Task details:
Transcribe the external sorting discussion below from "Talk:External sorting" up to and including "want about this.".

--- Begin Supplied passage ---

Talk:External sorting

Latest comment: 11 months ago by 47.211.219.243

Some recent research (IEEE link) may help address several of the points listed in the Wishlist below. 47.211.219.243 (talk) 18:42, 5 May 2023 (UTC)Reply

What is the complexity, in terms of disc accesses? --80.250.159.240 (talk) 15:38, 29 May 2009 (UTC)Reply

Wishlist edit

  • Vocab cleanup. What we call a "one-pass sort" others call "two-pass". There's confusion with internal mergesort as flagged in the next section.
  • Citations. The Vitter source and the papers at sortbenchmark.org probably have most of the info we need or could ever want about this.
  • Detailed anaylsis of performance. People writing, using, or interested in external sorts could use a formula or two to calculate stuff like the number of seeks and amount of data transferred they'll need -- that must be in Vitter, or very similar to stuff in it. It can help folks model the runtime as well as what would happen if they added RAM, got faster or more disks, etc.
  • Common applications. Databases and full-text indexers do this. Maybe Index (search engine) or Lucene could use a bit about the algorithms, and link here.
  • Cutting-edge applications. There's lots of interesting stuff with solid citations in the CS literature to back it up:
    • STXXL (toolkit for easy external sorting)
    • External memory suffix array creation for more powerful full-text indexes
    • Pipelining algorithms to reduce I/O when several sorting and filtering steps are involved —Preceding unsigned comment added by 24.7.68.35 (talk) 07:35, 10 January 2010 (UTC)Reply

24.5.242.3 (talk) 23:28, 10 January 2011 (UTC)Reply

External Sort != Merge Sort edit

The links to the Merge Sort page are wrong. The n-way merge done in an external sort is different than the internal merge sort algorithm. Knuth Vol 3 contains the n-way merge algorithm. 75.35.77.112 (talk) 19:40, 17 December 2010 (UTC)Reply

Issue with external merge sort algorithm based on k-way merge edit

The main issue is the k-way merge in the description. Step 4 of the external merge sort description is Read the first 10 MB (= 100MB / (9 chunks + 1)) of each sorted chunk into input buffers in main memory and allocate the remaining 10 MB for an output buffer.. The issue with this is that on a modern hard drive, between rotational delays and head settle time versus transfer rate, the time it takes to perform 9 random accesses to read the first 10MB of 9 different 100MB chunks will take almost as long as it does to read 900MB sequentially. The process will end up doing 90 somewhat random accesses of the data to read the 900MB's of chunks. It's generally faster to stick with a conventional 2 way merge, doing larger sequential reads and writes of data, inspite of the increased number of passes.

--- End Supplied passage ---
--- Begin Data excerpts ---

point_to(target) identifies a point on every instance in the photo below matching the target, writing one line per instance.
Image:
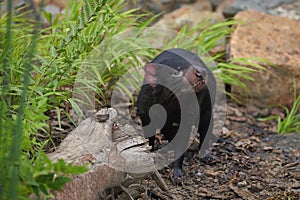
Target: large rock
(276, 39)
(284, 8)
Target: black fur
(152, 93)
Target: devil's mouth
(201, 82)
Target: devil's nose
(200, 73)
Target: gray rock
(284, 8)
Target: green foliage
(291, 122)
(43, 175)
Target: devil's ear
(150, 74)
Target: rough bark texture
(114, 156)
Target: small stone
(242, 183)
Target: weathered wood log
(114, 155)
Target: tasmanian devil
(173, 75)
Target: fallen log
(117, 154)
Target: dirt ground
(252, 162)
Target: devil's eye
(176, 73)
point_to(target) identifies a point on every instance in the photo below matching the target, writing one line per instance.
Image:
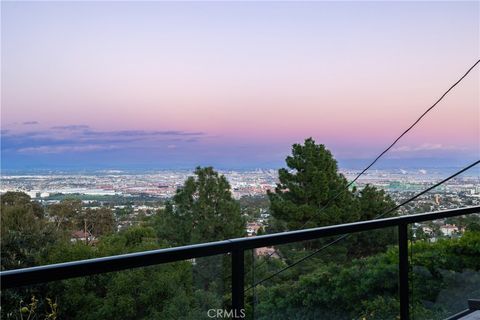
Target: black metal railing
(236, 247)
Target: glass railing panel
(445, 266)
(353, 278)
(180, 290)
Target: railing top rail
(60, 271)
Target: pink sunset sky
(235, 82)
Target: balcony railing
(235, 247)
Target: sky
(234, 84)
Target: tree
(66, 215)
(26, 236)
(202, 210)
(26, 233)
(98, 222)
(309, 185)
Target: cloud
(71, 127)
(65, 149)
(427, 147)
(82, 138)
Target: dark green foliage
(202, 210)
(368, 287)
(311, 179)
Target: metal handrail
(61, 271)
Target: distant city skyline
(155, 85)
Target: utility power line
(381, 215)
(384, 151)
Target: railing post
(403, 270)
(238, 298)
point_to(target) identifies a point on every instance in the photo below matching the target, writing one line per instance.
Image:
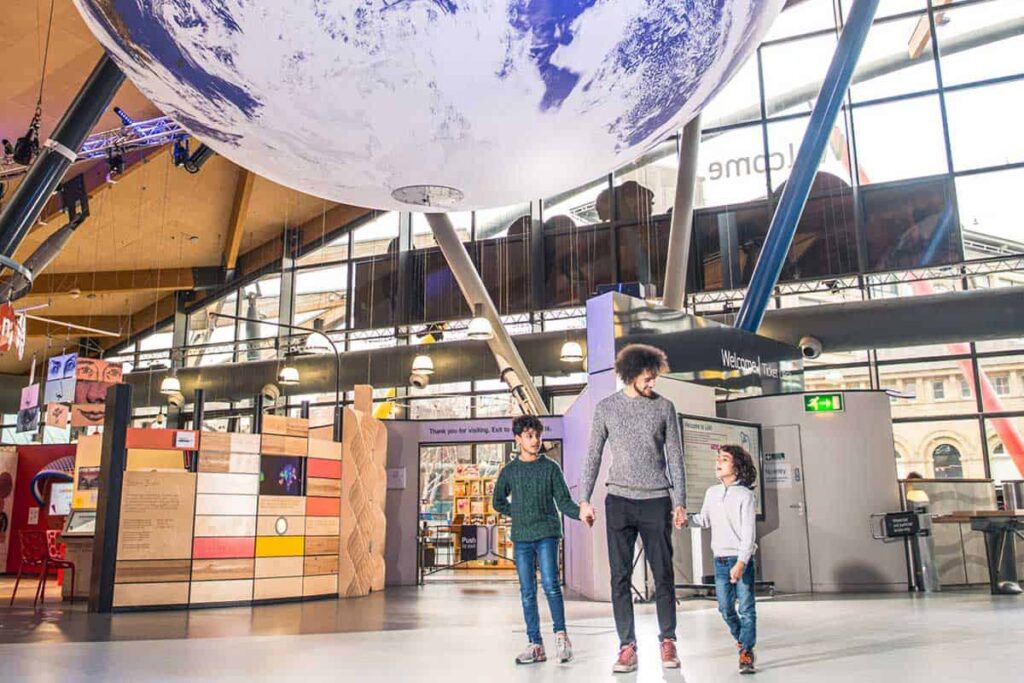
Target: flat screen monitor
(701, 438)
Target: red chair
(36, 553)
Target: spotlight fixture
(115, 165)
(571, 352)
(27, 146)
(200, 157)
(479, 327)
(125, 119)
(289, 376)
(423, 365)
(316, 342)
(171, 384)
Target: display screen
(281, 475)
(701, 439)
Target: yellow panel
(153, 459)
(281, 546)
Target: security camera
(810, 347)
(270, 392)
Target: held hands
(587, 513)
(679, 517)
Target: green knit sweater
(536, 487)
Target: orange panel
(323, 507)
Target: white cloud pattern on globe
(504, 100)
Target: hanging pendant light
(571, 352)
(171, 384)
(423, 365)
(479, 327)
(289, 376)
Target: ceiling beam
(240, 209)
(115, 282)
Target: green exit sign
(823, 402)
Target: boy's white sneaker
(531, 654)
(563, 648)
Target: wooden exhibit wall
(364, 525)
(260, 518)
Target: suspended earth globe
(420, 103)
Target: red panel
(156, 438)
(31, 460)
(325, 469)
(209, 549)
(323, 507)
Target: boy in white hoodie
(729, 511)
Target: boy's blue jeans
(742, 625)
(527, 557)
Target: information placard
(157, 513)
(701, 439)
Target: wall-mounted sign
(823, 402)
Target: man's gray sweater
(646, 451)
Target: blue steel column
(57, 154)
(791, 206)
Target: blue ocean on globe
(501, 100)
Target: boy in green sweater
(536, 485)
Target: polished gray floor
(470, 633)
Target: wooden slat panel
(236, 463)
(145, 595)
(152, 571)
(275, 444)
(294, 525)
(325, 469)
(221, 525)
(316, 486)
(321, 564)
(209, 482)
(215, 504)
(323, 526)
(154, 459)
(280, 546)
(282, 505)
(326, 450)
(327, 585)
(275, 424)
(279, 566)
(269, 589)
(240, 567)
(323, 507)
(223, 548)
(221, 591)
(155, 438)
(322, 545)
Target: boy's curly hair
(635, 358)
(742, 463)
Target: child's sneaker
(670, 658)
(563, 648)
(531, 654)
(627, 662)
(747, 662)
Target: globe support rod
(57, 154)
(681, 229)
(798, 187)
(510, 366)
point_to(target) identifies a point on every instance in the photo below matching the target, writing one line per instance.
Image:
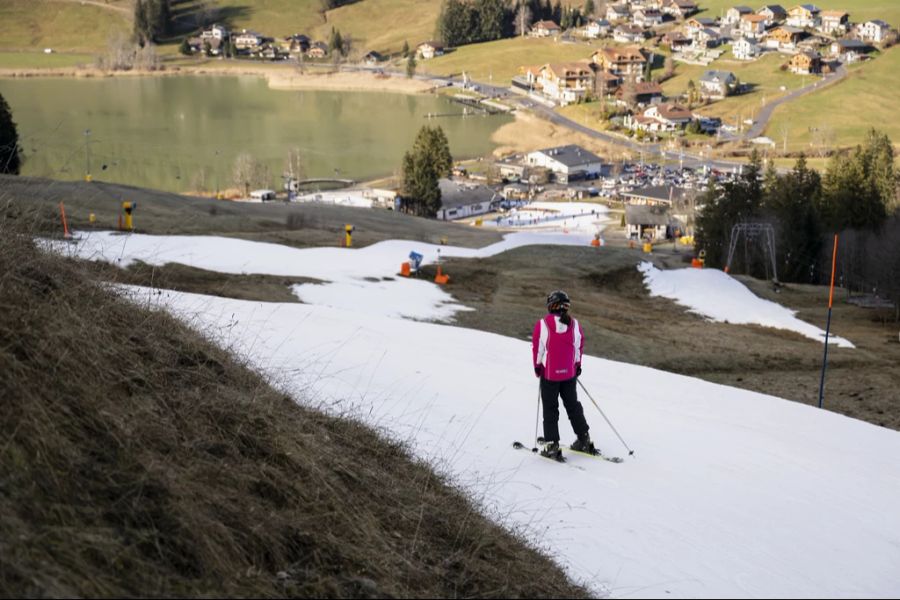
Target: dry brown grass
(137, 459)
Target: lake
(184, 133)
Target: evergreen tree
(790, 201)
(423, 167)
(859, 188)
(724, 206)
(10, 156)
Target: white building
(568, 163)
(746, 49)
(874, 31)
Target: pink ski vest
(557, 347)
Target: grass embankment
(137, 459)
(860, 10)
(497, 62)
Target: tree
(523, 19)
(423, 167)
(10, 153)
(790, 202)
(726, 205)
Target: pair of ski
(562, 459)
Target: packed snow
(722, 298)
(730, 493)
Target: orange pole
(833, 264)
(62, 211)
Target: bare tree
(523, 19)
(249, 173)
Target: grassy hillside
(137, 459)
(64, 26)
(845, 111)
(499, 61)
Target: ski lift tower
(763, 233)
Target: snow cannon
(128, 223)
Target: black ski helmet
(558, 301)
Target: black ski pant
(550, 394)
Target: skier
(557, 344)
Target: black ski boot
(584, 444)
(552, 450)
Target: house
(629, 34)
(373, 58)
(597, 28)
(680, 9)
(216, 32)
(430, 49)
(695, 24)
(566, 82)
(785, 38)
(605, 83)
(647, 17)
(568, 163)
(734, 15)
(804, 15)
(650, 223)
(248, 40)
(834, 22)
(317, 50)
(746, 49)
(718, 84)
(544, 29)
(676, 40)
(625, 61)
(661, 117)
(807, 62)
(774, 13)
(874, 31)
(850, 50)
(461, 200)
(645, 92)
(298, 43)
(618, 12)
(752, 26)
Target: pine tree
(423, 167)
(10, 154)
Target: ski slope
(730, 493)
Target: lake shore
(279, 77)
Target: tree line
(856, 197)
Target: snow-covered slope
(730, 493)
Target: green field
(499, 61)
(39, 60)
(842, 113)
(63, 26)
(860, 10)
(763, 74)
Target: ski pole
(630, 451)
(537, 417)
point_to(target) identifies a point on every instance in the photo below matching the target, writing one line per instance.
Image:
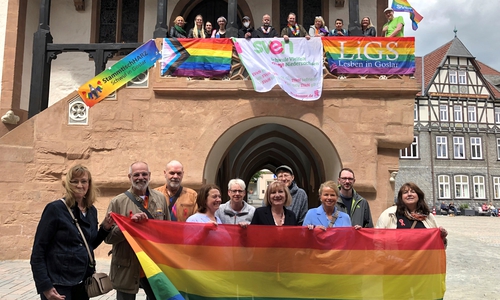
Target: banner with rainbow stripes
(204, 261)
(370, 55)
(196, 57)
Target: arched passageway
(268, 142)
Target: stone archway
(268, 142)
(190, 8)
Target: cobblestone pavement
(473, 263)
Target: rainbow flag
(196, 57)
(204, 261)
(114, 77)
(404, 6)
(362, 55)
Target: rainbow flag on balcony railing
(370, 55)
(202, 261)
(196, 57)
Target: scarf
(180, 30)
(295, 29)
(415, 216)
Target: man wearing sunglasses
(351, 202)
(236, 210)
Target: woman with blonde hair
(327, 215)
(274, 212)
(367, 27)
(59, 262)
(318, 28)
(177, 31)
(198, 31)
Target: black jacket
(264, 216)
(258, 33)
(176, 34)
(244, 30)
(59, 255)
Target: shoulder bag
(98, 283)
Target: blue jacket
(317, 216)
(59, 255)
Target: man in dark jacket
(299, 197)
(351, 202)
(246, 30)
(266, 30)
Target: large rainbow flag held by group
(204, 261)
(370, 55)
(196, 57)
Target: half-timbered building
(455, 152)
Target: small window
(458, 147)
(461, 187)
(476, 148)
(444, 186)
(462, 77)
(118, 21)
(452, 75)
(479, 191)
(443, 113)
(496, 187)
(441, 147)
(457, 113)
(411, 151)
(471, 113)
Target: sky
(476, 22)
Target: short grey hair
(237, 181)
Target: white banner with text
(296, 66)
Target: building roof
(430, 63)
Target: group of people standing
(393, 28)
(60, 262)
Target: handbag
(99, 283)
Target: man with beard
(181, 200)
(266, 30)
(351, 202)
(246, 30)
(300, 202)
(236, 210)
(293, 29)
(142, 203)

--- End Data excerpts ---

Exercise answer:
Talk:External sorting

Latest comment: 11 months ago by 47.211.219.243

Some recent research (IEEE link) may help address several of the points listed in the Wishlist below. 47.211.219.243 (talk) 18:42, 5 May 2023 (UTC)Reply

What is the complexity, in terms of disc accesses? --80.250.159.240 (talk) 15:38, 29 May 2009 (UTC)Reply

Wishlist edit

  • Vocab cleanup. What we call a "one-pass sort" others call "two-pass". There's confusion with internal mergesort as flagged in the next section.
  • Citations. The Vitter source and the papers at sortbenchmark.org probably have most of the info we need or could ever want about this.